He goes on to quote “scientists have declared the modern cage egg production systems used in the U.S. to be humane and ethical.” In fact, the national standard being proposed is a cage system …just larger with some enrichments such as a nest box and perches – supported by the American Veterinary Medical Association, Temple Grandin, American Association of Avian Pathologists and many more animal welfare experts. The national standard we are proposing also has the support of the Humane Society of the United States.

Mr. Berman suggests that egg prices could “skyrocket.” He ignores an independent economic study released last year that indicates that egg prices would likely rise less than 2 cents per dozen over a period of 18 years.

He says that such legislation would hurt small farmers. Yet farmers with fewer than 3,000 hens are specifically exempted from the proposed standard. He says that he is concerned that “consumer choice” would be lost, when in fact consumers support these enriched colony cages by a margin of 12-to-1 and consumers would continue to have their choice of eggs from cages, cage-free, and organic production systems.

Furthermore, the Congressional Budget Office said the proposed legislation last year would not carry any taxpayer cost.

That’s just some of the reasons that most egg farmers, consumer groups, animal welfare scientists support a national standard for egg production, and why we will seek to have the Egg Bill introduced again this year in Congress.

Gregory is president of the United Egg Producers.
################
Assignment A: Write out the passage of the egg standard piece starting with "Mr. Berman suggests" and going on through "organic production systems.".
Assignment B: In the egg standard piece, how much would egg prices likely rise, according to the independent economic study released last year?

Data extract:
################
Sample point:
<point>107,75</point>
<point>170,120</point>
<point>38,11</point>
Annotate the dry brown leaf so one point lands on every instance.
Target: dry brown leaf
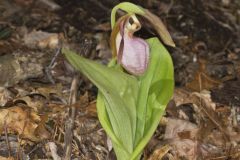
<point>6,158</point>
<point>21,121</point>
<point>202,80</point>
<point>41,40</point>
<point>159,153</point>
<point>175,127</point>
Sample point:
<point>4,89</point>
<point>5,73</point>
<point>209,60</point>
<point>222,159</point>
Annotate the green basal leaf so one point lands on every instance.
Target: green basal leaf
<point>130,108</point>
<point>127,7</point>
<point>116,101</point>
<point>157,85</point>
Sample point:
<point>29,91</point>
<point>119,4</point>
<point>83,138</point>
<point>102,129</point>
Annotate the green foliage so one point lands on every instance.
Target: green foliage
<point>130,107</point>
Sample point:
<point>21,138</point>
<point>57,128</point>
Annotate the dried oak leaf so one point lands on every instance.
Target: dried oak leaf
<point>21,121</point>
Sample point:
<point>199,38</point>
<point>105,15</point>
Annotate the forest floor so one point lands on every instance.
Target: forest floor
<point>202,121</point>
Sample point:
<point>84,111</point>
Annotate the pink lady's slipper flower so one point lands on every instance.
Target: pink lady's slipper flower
<point>132,52</point>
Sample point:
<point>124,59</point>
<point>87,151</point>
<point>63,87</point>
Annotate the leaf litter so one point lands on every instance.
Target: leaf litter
<point>201,122</point>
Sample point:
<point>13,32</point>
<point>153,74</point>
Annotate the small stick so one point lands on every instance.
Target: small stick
<point>69,124</point>
<point>49,67</point>
<point>7,141</point>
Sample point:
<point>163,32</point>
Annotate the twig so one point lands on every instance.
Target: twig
<point>53,149</point>
<point>49,67</point>
<point>7,141</point>
<point>69,124</point>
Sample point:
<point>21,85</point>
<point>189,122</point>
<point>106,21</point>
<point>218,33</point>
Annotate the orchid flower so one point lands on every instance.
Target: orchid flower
<point>132,52</point>
<point>130,103</point>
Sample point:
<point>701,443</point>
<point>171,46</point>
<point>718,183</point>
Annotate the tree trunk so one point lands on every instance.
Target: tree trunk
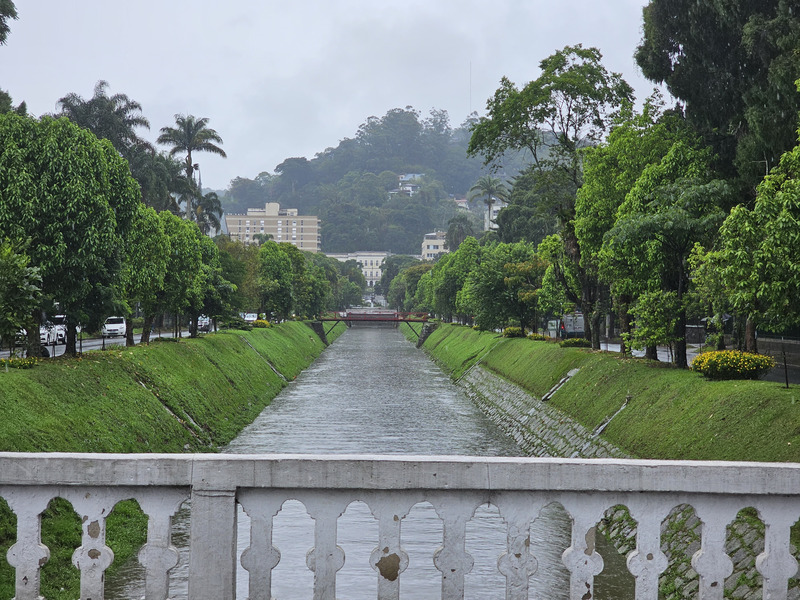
<point>129,333</point>
<point>750,342</point>
<point>147,325</point>
<point>680,340</point>
<point>72,334</point>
################
Task result A:
Mr. Berman suggests that egg prices could “skyrocket.” He ignores an independent economic study released last year that indicates that egg prices would likely rise less than 2 cents per dozen over a period of 18 years.

He says that such legislation would hurt small farmers. Yet farmers with fewer than 3,000 hens are specifically exempted from the proposed standard. He says that he is concerned that “consumer choice” would be lost, when in fact consumers support these enriched colony cages by a margin of 12-to-1 and consumers would continue to have their choice of eggs from cages, cage-free, and organic production systems.

Task result B: Less than 2 cents per dozen over a period of 18 years.